Exercise instructions. Retype the records below exactly as given, but only from the first line through the line with "TARGET = rear window glass", and without the pictures.

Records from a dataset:
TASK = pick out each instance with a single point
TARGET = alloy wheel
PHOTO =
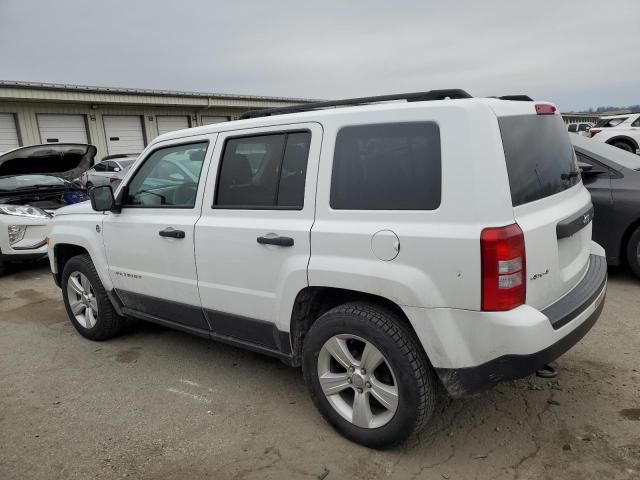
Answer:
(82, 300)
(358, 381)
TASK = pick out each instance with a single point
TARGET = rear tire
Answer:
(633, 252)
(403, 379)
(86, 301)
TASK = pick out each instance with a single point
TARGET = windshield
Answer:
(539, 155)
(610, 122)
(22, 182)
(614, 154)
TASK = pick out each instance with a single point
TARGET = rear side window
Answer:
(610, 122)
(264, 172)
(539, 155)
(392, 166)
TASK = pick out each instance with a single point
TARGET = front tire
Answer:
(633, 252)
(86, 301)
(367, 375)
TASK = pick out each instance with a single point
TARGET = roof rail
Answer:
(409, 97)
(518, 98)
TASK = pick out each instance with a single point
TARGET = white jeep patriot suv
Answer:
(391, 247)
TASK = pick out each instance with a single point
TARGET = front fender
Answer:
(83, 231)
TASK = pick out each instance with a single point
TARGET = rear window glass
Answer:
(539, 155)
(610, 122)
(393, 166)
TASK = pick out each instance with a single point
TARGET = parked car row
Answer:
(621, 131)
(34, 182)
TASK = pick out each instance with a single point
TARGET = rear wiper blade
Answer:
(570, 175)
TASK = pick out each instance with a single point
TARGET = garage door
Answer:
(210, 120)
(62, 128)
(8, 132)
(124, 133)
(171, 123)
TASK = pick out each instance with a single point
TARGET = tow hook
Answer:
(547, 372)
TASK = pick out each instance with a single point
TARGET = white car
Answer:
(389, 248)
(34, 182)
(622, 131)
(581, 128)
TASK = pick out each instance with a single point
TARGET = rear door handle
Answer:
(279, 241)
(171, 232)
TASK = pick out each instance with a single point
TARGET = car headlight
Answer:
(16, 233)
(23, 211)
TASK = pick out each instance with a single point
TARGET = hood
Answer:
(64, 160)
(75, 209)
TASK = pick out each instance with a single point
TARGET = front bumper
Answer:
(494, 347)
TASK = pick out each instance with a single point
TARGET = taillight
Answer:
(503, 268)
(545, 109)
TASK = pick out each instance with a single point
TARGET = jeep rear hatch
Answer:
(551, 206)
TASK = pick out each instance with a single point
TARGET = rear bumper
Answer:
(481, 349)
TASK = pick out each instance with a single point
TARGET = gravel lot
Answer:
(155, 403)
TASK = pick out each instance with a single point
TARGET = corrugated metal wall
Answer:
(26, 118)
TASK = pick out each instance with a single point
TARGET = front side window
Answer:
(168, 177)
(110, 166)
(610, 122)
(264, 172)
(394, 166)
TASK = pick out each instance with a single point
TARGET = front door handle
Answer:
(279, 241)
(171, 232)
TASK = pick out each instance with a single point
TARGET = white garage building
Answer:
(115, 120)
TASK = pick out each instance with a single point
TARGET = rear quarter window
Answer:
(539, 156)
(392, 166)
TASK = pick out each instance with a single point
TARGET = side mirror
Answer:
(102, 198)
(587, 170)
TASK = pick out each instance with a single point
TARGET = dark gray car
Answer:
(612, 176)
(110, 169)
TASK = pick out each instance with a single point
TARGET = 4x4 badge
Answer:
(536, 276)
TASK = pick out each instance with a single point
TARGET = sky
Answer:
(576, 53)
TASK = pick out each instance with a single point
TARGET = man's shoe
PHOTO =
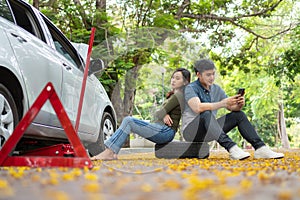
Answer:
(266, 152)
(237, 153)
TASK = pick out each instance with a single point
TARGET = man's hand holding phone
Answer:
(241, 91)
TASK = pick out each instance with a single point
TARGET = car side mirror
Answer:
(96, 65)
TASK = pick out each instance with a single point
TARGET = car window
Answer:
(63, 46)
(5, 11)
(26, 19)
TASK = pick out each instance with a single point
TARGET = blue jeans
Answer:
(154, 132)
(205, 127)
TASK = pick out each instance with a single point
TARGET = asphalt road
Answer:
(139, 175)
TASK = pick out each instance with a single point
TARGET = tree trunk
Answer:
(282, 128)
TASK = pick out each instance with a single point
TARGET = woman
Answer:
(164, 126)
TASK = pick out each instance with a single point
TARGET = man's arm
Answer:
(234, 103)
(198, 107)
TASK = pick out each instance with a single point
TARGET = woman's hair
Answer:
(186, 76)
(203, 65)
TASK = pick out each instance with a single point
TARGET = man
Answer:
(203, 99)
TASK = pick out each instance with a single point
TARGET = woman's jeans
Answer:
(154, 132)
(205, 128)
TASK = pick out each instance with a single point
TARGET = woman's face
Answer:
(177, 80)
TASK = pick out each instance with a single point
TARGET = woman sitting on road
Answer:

Task response.
TASK = pick out each instance with a single point
TARGET = alloy wheel
PHOTO =
Answer:
(82, 300)
(358, 381)
TASK = pick out each instance with a single point
TARGET = rear tire
Answer:
(633, 252)
(403, 379)
(86, 301)
TASK = pick out each instance with a single point
TARGET = windshield
Answer:
(539, 155)
(610, 122)
(22, 182)
(614, 154)
TASK = pick out each instance with a single point
TARGET = rear side window
Answer:
(610, 122)
(264, 172)
(539, 155)
(392, 166)
TASK = pick out each instance with a single point
TARGET = front tire
Answer:
(633, 252)
(86, 301)
(367, 375)
TASK = pick out each instance with a single point
TARGET = roof rail
Answer:
(409, 97)
(518, 98)
TASK = pick out each instance with a single point
TARGET = white jeep patriot suv
Answer:
(391, 247)
TASK = pick out each instance with a single point
TARGET = front fender
Answer:
(83, 231)
TASK = pick out each instance with a single point
TARGET = rear window glass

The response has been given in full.